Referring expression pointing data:
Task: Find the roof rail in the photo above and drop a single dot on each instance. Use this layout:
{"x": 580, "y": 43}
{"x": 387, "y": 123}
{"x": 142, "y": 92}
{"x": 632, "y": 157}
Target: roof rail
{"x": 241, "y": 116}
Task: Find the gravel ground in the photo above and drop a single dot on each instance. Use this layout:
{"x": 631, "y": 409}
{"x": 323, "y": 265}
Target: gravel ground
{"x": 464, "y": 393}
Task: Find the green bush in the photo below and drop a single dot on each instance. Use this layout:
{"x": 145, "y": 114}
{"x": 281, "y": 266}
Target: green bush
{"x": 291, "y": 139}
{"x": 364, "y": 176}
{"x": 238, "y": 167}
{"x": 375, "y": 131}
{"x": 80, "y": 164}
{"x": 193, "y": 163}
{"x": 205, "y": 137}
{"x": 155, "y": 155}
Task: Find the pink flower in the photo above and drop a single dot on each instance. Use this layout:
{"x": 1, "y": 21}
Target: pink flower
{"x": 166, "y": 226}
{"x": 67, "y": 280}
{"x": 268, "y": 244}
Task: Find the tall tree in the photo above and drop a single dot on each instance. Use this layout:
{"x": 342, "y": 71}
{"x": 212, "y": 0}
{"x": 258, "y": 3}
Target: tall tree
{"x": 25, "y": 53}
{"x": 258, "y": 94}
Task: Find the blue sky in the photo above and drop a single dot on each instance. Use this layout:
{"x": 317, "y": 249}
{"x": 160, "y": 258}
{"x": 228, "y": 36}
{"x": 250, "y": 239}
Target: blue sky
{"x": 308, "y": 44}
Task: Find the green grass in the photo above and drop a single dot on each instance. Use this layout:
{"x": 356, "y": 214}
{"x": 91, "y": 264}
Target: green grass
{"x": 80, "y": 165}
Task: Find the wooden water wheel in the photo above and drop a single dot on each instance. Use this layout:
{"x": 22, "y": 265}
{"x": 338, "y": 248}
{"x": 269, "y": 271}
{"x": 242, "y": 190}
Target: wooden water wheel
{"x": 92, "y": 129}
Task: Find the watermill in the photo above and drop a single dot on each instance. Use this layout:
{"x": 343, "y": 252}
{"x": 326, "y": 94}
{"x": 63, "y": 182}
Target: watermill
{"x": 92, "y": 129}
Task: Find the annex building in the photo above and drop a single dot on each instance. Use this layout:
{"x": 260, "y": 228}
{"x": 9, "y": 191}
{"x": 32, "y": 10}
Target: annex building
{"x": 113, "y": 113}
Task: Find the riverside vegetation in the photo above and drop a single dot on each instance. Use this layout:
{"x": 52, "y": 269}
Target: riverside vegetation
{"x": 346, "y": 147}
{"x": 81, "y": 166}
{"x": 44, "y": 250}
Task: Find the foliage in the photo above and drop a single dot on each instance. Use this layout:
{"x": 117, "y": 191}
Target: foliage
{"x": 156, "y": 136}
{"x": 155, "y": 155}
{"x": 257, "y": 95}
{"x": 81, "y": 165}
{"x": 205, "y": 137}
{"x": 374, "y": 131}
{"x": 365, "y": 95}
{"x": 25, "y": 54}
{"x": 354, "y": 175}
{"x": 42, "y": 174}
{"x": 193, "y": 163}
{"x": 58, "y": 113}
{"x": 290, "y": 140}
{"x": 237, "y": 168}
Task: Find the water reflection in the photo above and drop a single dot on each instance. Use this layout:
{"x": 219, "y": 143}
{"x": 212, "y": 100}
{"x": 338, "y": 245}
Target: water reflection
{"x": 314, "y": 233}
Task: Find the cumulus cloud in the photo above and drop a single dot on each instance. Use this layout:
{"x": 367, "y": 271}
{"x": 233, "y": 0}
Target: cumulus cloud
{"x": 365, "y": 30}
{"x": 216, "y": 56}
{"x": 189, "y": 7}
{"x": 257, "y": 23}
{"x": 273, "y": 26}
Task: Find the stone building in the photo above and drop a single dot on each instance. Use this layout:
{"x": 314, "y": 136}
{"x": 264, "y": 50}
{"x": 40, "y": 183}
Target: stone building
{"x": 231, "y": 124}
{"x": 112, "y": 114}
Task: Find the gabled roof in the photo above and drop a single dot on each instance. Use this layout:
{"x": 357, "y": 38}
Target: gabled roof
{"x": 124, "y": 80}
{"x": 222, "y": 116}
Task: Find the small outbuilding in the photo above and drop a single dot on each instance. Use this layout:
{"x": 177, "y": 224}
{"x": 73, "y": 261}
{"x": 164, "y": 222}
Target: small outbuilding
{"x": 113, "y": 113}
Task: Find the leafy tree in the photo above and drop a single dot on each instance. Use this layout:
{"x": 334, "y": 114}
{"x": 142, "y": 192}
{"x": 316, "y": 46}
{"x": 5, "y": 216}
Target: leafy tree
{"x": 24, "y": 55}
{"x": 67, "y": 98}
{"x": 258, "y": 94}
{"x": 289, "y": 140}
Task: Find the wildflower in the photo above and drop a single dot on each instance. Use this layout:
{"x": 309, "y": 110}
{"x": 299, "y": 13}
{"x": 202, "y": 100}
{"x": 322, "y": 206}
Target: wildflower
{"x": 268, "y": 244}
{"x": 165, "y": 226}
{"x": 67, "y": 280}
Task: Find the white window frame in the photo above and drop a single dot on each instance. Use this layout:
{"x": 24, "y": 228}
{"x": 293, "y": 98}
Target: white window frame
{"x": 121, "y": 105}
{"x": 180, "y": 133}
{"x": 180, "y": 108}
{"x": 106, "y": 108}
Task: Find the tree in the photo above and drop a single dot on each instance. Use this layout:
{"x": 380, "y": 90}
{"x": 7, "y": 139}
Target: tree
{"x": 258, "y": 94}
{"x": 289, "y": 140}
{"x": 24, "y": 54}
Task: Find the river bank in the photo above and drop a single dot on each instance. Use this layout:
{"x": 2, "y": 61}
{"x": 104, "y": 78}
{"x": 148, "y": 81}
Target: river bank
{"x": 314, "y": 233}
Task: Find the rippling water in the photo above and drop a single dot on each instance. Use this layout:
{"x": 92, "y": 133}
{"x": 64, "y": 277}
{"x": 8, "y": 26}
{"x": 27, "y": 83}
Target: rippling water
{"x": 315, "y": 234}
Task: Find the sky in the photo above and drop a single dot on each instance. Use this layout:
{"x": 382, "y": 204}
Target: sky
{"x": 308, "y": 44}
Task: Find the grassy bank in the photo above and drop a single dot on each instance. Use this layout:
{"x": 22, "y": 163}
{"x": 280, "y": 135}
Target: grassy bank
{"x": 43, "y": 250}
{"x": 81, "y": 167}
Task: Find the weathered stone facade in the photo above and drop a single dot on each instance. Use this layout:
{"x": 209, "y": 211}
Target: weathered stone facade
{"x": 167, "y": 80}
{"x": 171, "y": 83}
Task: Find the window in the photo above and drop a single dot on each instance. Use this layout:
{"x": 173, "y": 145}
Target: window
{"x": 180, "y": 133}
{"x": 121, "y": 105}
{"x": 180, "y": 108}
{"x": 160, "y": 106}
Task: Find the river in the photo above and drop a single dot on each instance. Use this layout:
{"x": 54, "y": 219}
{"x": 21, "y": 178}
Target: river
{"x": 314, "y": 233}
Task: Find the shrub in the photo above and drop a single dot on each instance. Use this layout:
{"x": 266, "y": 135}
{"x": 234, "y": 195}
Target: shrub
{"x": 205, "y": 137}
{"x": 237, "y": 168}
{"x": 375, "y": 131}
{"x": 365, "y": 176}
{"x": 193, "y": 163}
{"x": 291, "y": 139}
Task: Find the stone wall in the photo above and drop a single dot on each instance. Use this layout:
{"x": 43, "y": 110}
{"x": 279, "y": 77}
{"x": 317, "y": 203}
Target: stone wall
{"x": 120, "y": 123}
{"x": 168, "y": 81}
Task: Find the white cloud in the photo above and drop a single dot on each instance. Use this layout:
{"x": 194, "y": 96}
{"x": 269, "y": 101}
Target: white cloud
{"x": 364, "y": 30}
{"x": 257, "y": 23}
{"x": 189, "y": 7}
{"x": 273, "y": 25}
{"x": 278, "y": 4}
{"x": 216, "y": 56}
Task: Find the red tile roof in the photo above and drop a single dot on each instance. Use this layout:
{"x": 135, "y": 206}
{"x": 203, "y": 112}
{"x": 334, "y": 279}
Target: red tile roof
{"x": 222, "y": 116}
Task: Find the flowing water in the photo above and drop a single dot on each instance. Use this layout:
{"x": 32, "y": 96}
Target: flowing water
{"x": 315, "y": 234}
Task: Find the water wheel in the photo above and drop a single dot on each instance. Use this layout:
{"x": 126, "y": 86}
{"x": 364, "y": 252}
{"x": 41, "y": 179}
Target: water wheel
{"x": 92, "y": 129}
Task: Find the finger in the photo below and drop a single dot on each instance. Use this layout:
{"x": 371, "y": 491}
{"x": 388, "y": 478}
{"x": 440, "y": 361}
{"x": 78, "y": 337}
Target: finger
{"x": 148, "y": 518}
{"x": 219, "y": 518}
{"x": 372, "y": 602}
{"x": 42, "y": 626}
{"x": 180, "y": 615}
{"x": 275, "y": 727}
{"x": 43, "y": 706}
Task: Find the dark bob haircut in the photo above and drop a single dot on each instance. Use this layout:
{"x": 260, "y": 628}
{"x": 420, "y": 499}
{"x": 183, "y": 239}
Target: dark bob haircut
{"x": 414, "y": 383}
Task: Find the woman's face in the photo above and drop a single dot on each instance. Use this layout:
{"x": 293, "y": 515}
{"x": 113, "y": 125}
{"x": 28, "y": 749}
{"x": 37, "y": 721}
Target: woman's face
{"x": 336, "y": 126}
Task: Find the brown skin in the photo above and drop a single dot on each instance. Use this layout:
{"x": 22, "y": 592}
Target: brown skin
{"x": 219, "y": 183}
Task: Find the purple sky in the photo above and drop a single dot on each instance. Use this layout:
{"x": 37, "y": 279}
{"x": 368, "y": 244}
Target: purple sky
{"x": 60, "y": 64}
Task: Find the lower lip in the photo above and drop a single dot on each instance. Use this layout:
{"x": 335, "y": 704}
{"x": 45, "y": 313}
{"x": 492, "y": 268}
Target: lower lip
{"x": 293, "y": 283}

# What you are asked to do:
Gather each line in the entries above where the string "below" is found.

# Solution to the exercise:
Task: Find the green bush in the photo below and drop a single dot on each instance. Use this layout:
Task: Find the finger in the photo below and drop a single dot on each instance. Use this layout:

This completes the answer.